▶ PROVIDED PASSAGE

-- Opening Marker --

Chan, president of the Deep Bay Oyster Cultivation Association, said there were deeper problems for the community, right across from Shenzhen. These range from pollution to extreme weather and overcrowding of the oyster-farming area.

Overcrowding, labour shortages and environmental issues have combined to hammer Hong Kong’s oyster farmers.


Lau Fau Shan’s dried oysters, once a famed delicacy, were shunned by local consumers after media reports in 2007 of hazardous levels of bacteria and heavy metal in the shellfish there. In 2013, the Shenzhen government even threatened to ban sales of the shellfish as being unfit for consumption.

While Chan sells most of his harvest locally, other farmers send about half of theirs to the mainland. Lau Fau Shan oysters now made up only about 5 per cent of the Hong Kong market, he said.

In recent years, stronger typhoons started wreaking havoc on the farmers’ bamboo oyster rafts. “Typhoon Mangkhut and Hato destroyed our rafts; we had no clue where the oysters ended up after that,” Chan said, referring to the typhoons in 2018 and 2017 respectively.

Oyster farmer Chan Hok-sum, 40, also lamented that the elements had become increasingly hostile. “It was like we were dumping HK$100 [US$13]into the water, but only getting back HK$20 to HK$30 after the typhoons,” he said.

On top of other problems, the oysters themselves have been shrinking in recent years.

-- Closing Marker --

▶ THINGS TO DO
1 > Could you copy the passage on Hong Kong's oyster farmers word for word, everything from "While Chan sells" down to "in recent years."?
2 > Can you carry on the account of the Lau Fau Shan oyster farmers past its final sentence?

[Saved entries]
-- Opening Marker --

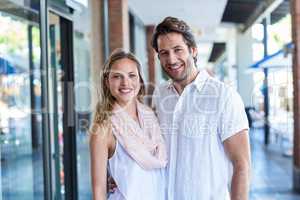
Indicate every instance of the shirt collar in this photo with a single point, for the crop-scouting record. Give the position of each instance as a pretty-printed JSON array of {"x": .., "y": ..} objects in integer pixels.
[{"x": 199, "y": 81}]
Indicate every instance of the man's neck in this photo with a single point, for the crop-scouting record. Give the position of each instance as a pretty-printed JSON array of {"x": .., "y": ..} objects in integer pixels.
[{"x": 179, "y": 86}]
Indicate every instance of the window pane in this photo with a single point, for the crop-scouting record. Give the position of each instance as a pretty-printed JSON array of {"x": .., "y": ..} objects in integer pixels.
[{"x": 20, "y": 102}]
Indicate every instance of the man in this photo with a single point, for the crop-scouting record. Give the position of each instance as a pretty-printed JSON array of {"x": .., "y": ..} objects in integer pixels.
[{"x": 203, "y": 121}]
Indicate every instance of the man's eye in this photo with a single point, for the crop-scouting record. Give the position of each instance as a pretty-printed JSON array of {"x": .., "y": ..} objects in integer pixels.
[
  {"x": 116, "y": 76},
  {"x": 132, "y": 75},
  {"x": 163, "y": 53}
]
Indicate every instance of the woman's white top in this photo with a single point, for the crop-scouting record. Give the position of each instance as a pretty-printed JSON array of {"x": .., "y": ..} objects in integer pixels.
[{"x": 134, "y": 182}]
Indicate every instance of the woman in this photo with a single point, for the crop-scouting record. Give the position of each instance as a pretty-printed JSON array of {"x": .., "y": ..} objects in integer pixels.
[{"x": 125, "y": 135}]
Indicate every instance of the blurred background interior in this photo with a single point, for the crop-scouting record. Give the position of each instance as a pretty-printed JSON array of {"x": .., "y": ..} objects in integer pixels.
[{"x": 51, "y": 53}]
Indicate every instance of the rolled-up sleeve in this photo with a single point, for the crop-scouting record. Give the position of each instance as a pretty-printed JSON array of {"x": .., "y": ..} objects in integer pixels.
[{"x": 233, "y": 118}]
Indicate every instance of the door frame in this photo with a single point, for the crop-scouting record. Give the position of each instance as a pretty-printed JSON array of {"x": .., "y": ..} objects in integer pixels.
[{"x": 69, "y": 130}]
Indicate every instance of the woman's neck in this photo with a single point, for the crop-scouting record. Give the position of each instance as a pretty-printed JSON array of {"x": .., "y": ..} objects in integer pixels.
[{"x": 130, "y": 108}]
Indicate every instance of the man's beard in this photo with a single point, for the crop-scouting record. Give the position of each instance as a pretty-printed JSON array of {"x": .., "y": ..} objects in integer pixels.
[{"x": 186, "y": 73}]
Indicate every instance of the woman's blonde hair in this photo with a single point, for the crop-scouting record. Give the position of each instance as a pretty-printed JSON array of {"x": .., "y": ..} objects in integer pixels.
[{"x": 105, "y": 104}]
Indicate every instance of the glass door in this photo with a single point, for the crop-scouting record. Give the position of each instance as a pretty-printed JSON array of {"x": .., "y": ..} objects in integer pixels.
[
  {"x": 56, "y": 104},
  {"x": 61, "y": 105},
  {"x": 21, "y": 145}
]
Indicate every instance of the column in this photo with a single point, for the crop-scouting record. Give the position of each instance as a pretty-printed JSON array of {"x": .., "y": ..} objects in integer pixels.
[{"x": 295, "y": 12}]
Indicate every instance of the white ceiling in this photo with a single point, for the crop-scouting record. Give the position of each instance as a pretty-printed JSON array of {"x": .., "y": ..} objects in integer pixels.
[{"x": 203, "y": 16}]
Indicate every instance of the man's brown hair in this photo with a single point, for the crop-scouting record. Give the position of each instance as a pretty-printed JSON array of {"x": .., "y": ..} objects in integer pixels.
[{"x": 170, "y": 25}]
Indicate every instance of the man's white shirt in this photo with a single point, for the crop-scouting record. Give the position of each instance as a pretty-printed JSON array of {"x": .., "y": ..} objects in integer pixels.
[{"x": 195, "y": 124}]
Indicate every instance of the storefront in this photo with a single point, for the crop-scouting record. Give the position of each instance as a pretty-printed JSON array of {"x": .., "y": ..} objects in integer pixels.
[{"x": 45, "y": 100}]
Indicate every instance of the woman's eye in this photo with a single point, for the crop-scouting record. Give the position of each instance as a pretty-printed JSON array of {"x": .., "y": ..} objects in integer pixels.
[
  {"x": 178, "y": 50},
  {"x": 116, "y": 76},
  {"x": 132, "y": 75}
]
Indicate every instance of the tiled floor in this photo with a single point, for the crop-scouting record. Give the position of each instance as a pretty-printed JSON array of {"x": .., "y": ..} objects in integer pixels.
[{"x": 271, "y": 171}]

-- Closing Marker --

▶ REPLIES
1 >
While Chan sells most of his harvest locally, other farmers send about half of theirs to the mainland. Lau Fau Shan oysters now made up only about 5 per cent of the Hong Kong market, he said.

In recent years, stronger typhoons started wreaking havoc on the farmers’ bamboo oyster rafts. “Typhoon Mangkhut and Hato destroyed our rafts; we had no clue where the oysters ended up after that,” Chan said, referring to the typhoons in 2018 and 2017 respectively.

Oyster farmer Chan Hok-sum, 40, also lamented that the elements had become increasingly hostile. “It was like we were dumping HK$100 [US$13]into the water, but only getting back HK$20 to HK$30 after the typhoons,” he said.

On top of other problems, the oysters themselves have been shrinking in recent years.

2 >
The farmers also realised their oysters were becoming smaller over the years.

Chan Shu-fung said it had been at least seven years since the harvests contained full-sized oysters. A fully grown 10cm oyster can weigh up to 114 grams, but for years now, their oysters have not even reached 70 per cent that size.

He blamed overcrowding of the bay where the oyster rafts are set. While there are only about 10 Hong Kong farming families, he said there are more than 10,000 oyster rafts in Deep Bay.

He said most were likely set up by farmers from neighbouring Shenzhen, which banned oyster farming on the Chinese side in the early 2000s.

Some blame oyster farmers from across the border for overcrowding Deep Bay.


‘Bay nearing overcapacity’


All these hurdles prompted Chan to work with international environmental charity The Nature Conservancy (TNC) to find out how many oysters the bay can support.

TNC runs an oyster reef restoration project nearby with the University of Hong Kong, and hopes to identify a natural way to clean polluted waters and stabilise shorelines to protect them from extreme weather.

Marine Thomas, a TNC conservation project manager, said overcrowding in Deep Bay was likely a reason the oysters had been taking longer to grow. Another potential reason could be the depleting levels of dissolved oxygen in the water.

Conservation project manager Marine Thomas, of The Nature Conservancy.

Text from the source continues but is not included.